Carry none of the pictures over; write out the complete data exactly.
=== Section Start ===
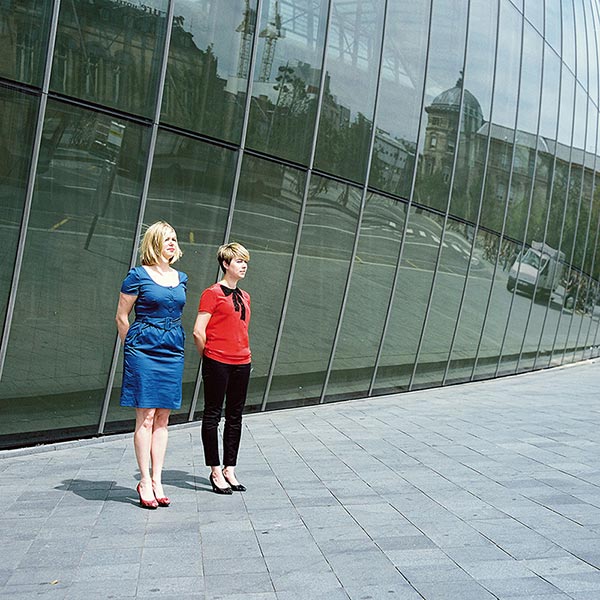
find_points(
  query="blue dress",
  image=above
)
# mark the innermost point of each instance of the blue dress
(153, 349)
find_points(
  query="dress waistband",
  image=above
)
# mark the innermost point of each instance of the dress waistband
(165, 323)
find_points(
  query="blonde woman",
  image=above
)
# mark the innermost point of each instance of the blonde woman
(153, 353)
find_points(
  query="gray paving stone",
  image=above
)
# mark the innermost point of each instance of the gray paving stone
(241, 583)
(463, 490)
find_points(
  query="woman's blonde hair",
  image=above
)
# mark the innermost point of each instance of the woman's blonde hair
(152, 244)
(227, 252)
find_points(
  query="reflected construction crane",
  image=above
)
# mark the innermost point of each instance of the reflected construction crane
(272, 32)
(246, 28)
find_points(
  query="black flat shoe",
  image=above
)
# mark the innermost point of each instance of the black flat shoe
(236, 488)
(217, 490)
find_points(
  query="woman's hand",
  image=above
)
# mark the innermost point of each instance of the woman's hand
(200, 331)
(126, 303)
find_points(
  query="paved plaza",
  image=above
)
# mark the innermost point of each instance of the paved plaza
(469, 492)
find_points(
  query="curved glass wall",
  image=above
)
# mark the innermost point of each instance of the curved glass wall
(417, 184)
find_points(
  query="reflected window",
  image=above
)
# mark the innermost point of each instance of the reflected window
(287, 77)
(352, 63)
(78, 247)
(110, 52)
(209, 61)
(24, 28)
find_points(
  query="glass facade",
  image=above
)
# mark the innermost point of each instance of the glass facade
(417, 183)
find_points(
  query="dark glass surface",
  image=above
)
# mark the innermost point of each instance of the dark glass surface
(568, 52)
(400, 93)
(539, 223)
(265, 220)
(190, 188)
(287, 77)
(553, 24)
(209, 60)
(443, 91)
(381, 232)
(17, 126)
(352, 63)
(574, 225)
(445, 303)
(422, 237)
(522, 186)
(471, 319)
(437, 148)
(593, 41)
(78, 246)
(478, 85)
(582, 44)
(109, 52)
(526, 139)
(454, 259)
(24, 28)
(314, 305)
(468, 190)
(496, 200)
(534, 12)
(503, 121)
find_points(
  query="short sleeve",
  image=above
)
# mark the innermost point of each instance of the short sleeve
(131, 283)
(183, 279)
(208, 301)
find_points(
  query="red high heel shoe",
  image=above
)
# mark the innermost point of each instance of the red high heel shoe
(151, 504)
(165, 501)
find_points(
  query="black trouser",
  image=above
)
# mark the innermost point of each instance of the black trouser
(229, 384)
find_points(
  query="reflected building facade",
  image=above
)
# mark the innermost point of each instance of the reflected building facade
(388, 164)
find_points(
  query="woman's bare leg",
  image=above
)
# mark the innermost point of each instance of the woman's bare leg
(142, 442)
(160, 436)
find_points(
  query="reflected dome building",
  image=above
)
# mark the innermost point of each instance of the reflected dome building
(389, 164)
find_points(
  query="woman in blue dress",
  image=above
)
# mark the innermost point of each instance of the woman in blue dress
(153, 353)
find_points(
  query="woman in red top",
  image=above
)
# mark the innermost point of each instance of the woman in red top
(221, 336)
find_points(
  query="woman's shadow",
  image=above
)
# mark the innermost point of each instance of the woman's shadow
(109, 491)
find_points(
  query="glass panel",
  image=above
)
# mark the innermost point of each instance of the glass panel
(552, 317)
(568, 31)
(314, 306)
(479, 74)
(503, 120)
(18, 114)
(468, 184)
(538, 220)
(553, 23)
(571, 234)
(110, 52)
(558, 213)
(582, 44)
(422, 238)
(593, 53)
(352, 63)
(209, 60)
(190, 188)
(79, 242)
(466, 193)
(472, 315)
(287, 77)
(445, 304)
(497, 185)
(521, 197)
(523, 161)
(381, 231)
(267, 210)
(438, 139)
(534, 12)
(24, 27)
(400, 92)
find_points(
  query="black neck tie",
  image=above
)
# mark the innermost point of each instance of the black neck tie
(238, 300)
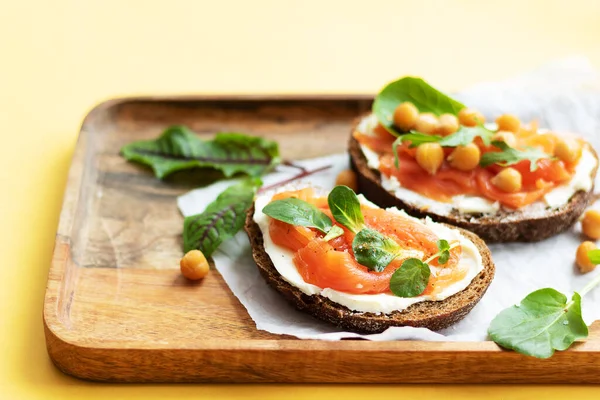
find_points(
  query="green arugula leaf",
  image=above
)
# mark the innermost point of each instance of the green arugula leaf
(374, 250)
(510, 156)
(410, 279)
(425, 97)
(444, 253)
(298, 213)
(542, 323)
(178, 148)
(333, 233)
(594, 256)
(221, 219)
(415, 138)
(345, 207)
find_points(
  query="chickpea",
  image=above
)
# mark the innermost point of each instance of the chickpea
(505, 136)
(465, 158)
(430, 157)
(470, 117)
(405, 116)
(427, 123)
(590, 224)
(583, 259)
(194, 265)
(568, 150)
(347, 178)
(448, 124)
(508, 180)
(508, 122)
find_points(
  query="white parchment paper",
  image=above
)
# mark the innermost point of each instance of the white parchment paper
(563, 96)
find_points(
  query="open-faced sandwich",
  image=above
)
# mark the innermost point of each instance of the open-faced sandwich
(428, 154)
(343, 259)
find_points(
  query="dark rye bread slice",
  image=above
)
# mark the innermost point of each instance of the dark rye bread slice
(434, 315)
(505, 226)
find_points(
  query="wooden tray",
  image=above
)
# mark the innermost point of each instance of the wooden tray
(116, 308)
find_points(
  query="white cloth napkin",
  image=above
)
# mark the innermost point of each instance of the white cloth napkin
(563, 95)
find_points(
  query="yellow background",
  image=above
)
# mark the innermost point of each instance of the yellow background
(59, 58)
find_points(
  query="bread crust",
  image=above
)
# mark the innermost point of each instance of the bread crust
(434, 315)
(493, 229)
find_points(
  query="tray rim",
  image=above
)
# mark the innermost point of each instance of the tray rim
(56, 337)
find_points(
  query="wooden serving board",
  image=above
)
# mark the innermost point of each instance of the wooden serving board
=== Section End ===
*Task answer:*
find_points(
  query="blue dress",
  image=above
)
# mark the innermost point of each instance of the blue dress
(153, 349)
find_points(
  query="dress waistband",
  image=above
)
# mark the innermost point of each instance of the dress waistband
(165, 323)
find_points(
  query="blonde woman",
  image=above
)
# mark the innermost point of each instance of the blonde woman
(153, 353)
find_points(
  query="gray paving stone",
  image=above
)
# mark the innermost point of each instance of the gray paving stone
(241, 583)
(463, 490)
find_points(
  query="woman's blonde hair",
  image=above
)
# mark the innermost point of each instance of the woman's blonde hair
(152, 244)
(227, 252)
find_points(
  query="reflected construction crane",
  image=above
)
# mark the innermost point of each instance of the reflected construction crane
(272, 32)
(246, 28)
find_points(
  query="black flat shoe",
  image=above
)
# mark the innermost point of each instance of the black flat shoe
(236, 488)
(217, 490)
find_points(
  query="woman's hand",
  image=above
)
# mark the innermost point of each instance of the woman's hand
(200, 331)
(126, 303)
find_points(
  query="paved plaza",
  image=above
)
# mark the innermost point of each instance of the paved plaza
(469, 492)
find_points(
  query="curved glass wall",
  image=above
)
# mark the innermost point of each instance of the curved glass wall
(417, 184)
find_points(
  query="reflected window",
  image=above
)
# mark the innermost point of each instance of the reflected window
(287, 77)
(352, 63)
(78, 247)
(110, 52)
(209, 61)
(24, 28)
find_points(
  query="glass facade",
  image=above
)
# mark the innermost point of each instance of the glass facade
(417, 183)
find_points(
  query="dark glass surface",
  image=above
)
# mark the innermost point of each instance of the dark glass surface
(568, 52)
(400, 93)
(539, 223)
(265, 220)
(190, 188)
(287, 77)
(553, 24)
(209, 60)
(443, 91)
(381, 232)
(17, 126)
(352, 63)
(574, 225)
(445, 303)
(422, 237)
(522, 186)
(471, 319)
(437, 148)
(593, 41)
(78, 246)
(478, 85)
(582, 44)
(109, 52)
(526, 139)
(454, 259)
(24, 28)
(314, 305)
(468, 190)
(496, 200)
(534, 12)
(503, 121)
find_points(
  query="short sleeve",
  image=above
)
# mark the innermost point of each instance of the short sleeve
(131, 283)
(183, 279)
(208, 301)
find_points(
  query="red high heel shoe",
  image=above
)
# mark the innermost point of each instance of the red high heel shoe
(151, 504)
(165, 501)
find_points(
  query="black trouser",
  image=above
)
# mark the innermost point of each instance of the black trouser
(229, 384)
find_points(
  query="reflected building facade",
  image=above
)
# mark the innermost point of each instance of the reflected building facade
(388, 164)
find_points(
  query="woman's bare leg",
  image=above
)
# mark the innermost point of each instance of the woman's bare leg
(142, 442)
(160, 436)
find_points(
  query="reflected dome building",
  image=above
)
# mark the innermost point of each instance of the reflected dome building
(389, 164)
find_points(
  query="woman in blue dress",
  image=above
)
# mark the innermost point of each instance of the woman in blue dress
(153, 353)
find_points(
  query="woman in red top",
  image=above
)
# mark the innermost point of each instance of the woman in red top
(221, 336)
find_points(
  query="woman's shadow",
  image=above
)
# mark the innermost point of each instance of the woman's shadow
(109, 491)
find_points(
  query="glass panel",
  image=above
)
# mark the innermost point of each instance of the glass panel
(552, 317)
(568, 31)
(314, 306)
(479, 74)
(503, 120)
(18, 114)
(468, 184)
(538, 220)
(553, 23)
(571, 234)
(110, 52)
(558, 213)
(582, 44)
(422, 238)
(593, 53)
(352, 63)
(209, 60)
(190, 188)
(79, 242)
(466, 193)
(472, 315)
(287, 77)
(445, 304)
(497, 185)
(521, 197)
(523, 161)
(381, 231)
(267, 210)
(438, 139)
(534, 12)
(24, 27)
(400, 92)
find_points(
  query="black neck tie",
  image=above
)
# mark the innermost point of each instance of the black neck tie
(238, 300)
find_points(
  query="green arugula leaf",
  image=above
)
# mark the innermost point of each instance of the green arugula leaf
(374, 250)
(510, 156)
(410, 279)
(425, 97)
(444, 253)
(298, 213)
(542, 323)
(178, 148)
(333, 233)
(594, 256)
(221, 219)
(415, 138)
(345, 207)
find_points(
  query="chickpea",
  image=above
)
# mark the innermost point of each instance of the chickpea
(505, 136)
(465, 158)
(430, 157)
(470, 117)
(405, 116)
(427, 123)
(590, 224)
(583, 259)
(194, 265)
(568, 150)
(347, 178)
(448, 124)
(508, 180)
(508, 122)
find_points(
  query="white parchment paper",
  image=above
)
# mark the innermost point of each instance of the white parchment paper
(563, 96)
find_points(
  query="open-faced sandwich",
  image=above
)
# mark the innermost point of each instance of the open-faced sandwich
(428, 154)
(343, 259)
find_points(
  query="dark rye bread slice",
  image=above
)
# mark the innermost point of each instance of the dark rye bread slice
(434, 315)
(505, 226)
find_points(
  query="wooden tray",
  image=above
)
# mark the innermost point of each instance of the wooden tray
(116, 308)
find_points(
  query="white cloth napkin",
  image=above
)
# mark the innermost point of each instance of the white cloth napkin
(563, 95)
find_points(
  query="yellow background",
  image=above
)
# mark the innermost point of each instance of the yellow background
(59, 58)
find_points(
  query="bread crust",
  image=above
)
# mark the innermost point of each instance of the bread crust
(434, 315)
(493, 229)
find_points(
  query="tray rim",
  image=above
)
# mark the innermost point of each instance of the tray rim
(56, 337)
find_points(
  query="wooden serving board",
  image=above
)
# mark the innermost point of each instance of the wooden serving board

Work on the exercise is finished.